== Description of the task ==
Would you reproduce the entries exactly, including every line?

== Excerpted records ==
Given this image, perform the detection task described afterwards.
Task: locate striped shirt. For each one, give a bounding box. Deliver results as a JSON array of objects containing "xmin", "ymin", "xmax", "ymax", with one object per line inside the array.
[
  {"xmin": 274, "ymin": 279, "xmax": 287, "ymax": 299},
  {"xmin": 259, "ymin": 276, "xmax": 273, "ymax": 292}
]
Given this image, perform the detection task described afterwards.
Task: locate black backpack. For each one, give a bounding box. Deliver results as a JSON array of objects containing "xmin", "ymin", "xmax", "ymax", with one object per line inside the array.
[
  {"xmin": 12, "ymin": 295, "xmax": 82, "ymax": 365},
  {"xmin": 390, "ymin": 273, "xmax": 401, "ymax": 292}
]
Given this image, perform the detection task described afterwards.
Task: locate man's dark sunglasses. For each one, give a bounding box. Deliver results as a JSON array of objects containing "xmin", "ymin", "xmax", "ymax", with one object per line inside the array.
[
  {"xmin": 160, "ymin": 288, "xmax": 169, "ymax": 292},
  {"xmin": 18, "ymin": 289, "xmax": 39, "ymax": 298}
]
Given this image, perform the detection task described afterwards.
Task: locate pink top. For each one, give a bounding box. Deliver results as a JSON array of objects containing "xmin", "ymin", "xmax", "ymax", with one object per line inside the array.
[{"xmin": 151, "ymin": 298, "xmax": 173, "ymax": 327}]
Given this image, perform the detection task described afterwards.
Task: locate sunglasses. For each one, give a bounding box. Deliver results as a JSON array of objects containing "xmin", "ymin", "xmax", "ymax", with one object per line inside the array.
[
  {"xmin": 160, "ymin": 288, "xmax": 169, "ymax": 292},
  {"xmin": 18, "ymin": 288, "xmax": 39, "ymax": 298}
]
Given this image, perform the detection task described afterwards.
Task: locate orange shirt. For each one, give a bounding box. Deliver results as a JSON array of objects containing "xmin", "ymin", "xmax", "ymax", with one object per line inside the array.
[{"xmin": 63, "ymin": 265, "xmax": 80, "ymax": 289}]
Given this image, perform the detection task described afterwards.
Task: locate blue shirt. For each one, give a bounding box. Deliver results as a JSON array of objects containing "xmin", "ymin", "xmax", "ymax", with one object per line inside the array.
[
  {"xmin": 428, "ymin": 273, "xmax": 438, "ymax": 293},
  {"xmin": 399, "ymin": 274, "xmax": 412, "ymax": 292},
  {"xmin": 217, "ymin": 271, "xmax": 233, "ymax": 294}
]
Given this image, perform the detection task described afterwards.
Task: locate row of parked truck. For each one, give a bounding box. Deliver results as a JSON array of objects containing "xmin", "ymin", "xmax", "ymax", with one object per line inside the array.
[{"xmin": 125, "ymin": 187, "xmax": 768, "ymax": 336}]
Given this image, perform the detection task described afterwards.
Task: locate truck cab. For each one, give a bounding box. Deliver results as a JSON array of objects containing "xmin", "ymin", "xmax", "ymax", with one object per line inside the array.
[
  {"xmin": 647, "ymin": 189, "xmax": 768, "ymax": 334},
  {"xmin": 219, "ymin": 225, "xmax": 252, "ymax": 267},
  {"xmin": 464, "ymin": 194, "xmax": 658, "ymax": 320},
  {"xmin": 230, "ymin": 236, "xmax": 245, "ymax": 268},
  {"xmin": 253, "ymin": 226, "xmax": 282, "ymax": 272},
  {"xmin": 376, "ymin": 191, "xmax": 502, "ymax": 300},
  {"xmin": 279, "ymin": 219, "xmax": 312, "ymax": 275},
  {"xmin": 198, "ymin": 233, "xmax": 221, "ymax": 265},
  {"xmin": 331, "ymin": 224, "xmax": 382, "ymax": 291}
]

== Your response ==
Given this image, perform the detection task described afterwards.
Task: locate striped shirt. For each one, give a bounding box. Deliver results as a JSON array of objects containing "xmin", "ymin", "xmax", "ymax", with one object per line inside the array.
[
  {"xmin": 274, "ymin": 279, "xmax": 287, "ymax": 299},
  {"xmin": 259, "ymin": 276, "xmax": 273, "ymax": 292}
]
Given this image, perform the detection task described afterwards.
Task: locate black backpack. For each one, give a bounding box. Deliver results as a JSON array of objects containing "xmin", "ymin", "xmax", "ymax", with one object per line inside the array.
[
  {"xmin": 12, "ymin": 295, "xmax": 82, "ymax": 365},
  {"xmin": 390, "ymin": 273, "xmax": 401, "ymax": 292}
]
Given this image, perform the detection task described afterwards.
Task: locate man's dark sunglasses. For each one, give a bounding box. Deliver results as a JSON array of objects containing "xmin", "ymin", "xmax", "ymax", with one object per line inside the array.
[
  {"xmin": 160, "ymin": 288, "xmax": 169, "ymax": 292},
  {"xmin": 18, "ymin": 289, "xmax": 39, "ymax": 298}
]
Given this image, perform the detection task described afterwards.
Task: locate pink top. For each one, give a bounding box. Deliver results as a JSON array of objects containing "xmin", "ymin", "xmax", "ymax", with one object per line inside the array.
[{"xmin": 151, "ymin": 298, "xmax": 173, "ymax": 327}]
Given this image, perform the detection task described afterwards.
Task: locate sunglasses. For each one, give a bounding box. Deliver results as a JSON array of objects containing "xmin", "ymin", "xmax", "ymax", with one object per line inside the array.
[
  {"xmin": 160, "ymin": 288, "xmax": 169, "ymax": 292},
  {"xmin": 18, "ymin": 288, "xmax": 39, "ymax": 298}
]
Given this image, perform the detection task described afterwards.
Task: locate orange shirt. For each one, give a bounding box. Deliver results as a JSON array of objects containing "xmin", "ymin", "xmax", "ymax", with one object per line inside the array.
[{"xmin": 63, "ymin": 265, "xmax": 80, "ymax": 289}]
Given this image, perform the detection task described afterwards.
Task: locate blue shirt. For each one, give a bounding box. Deliver results as a JSON array of objects containing "xmin", "ymin", "xmax", "ymax", with one object per line inside the array.
[
  {"xmin": 428, "ymin": 273, "xmax": 438, "ymax": 293},
  {"xmin": 399, "ymin": 274, "xmax": 412, "ymax": 292},
  {"xmin": 217, "ymin": 271, "xmax": 233, "ymax": 294}
]
Given this image, perform the detection task described afterwards.
Task: locate row of parked truck. For each one, give a bounding box. Deliver results as a JSON array of objects containing "xmin", "ymin", "xmax", "ymax", with one object per line inside the array.
[{"xmin": 125, "ymin": 187, "xmax": 768, "ymax": 336}]
Given this image, perform the detection task described afterwards.
Task: locate truck cab. For each one, give a bounding box. Deliver results as a JSON array of objects containing "xmin", "ymin", "xmax", "ymax", with one object per line inside the array.
[
  {"xmin": 647, "ymin": 189, "xmax": 768, "ymax": 334},
  {"xmin": 219, "ymin": 225, "xmax": 252, "ymax": 267},
  {"xmin": 464, "ymin": 194, "xmax": 658, "ymax": 320},
  {"xmin": 230, "ymin": 236, "xmax": 245, "ymax": 268},
  {"xmin": 253, "ymin": 226, "xmax": 282, "ymax": 272},
  {"xmin": 376, "ymin": 191, "xmax": 502, "ymax": 300},
  {"xmin": 279, "ymin": 219, "xmax": 312, "ymax": 275},
  {"xmin": 198, "ymin": 233, "xmax": 221, "ymax": 265},
  {"xmin": 331, "ymin": 224, "xmax": 382, "ymax": 291}
]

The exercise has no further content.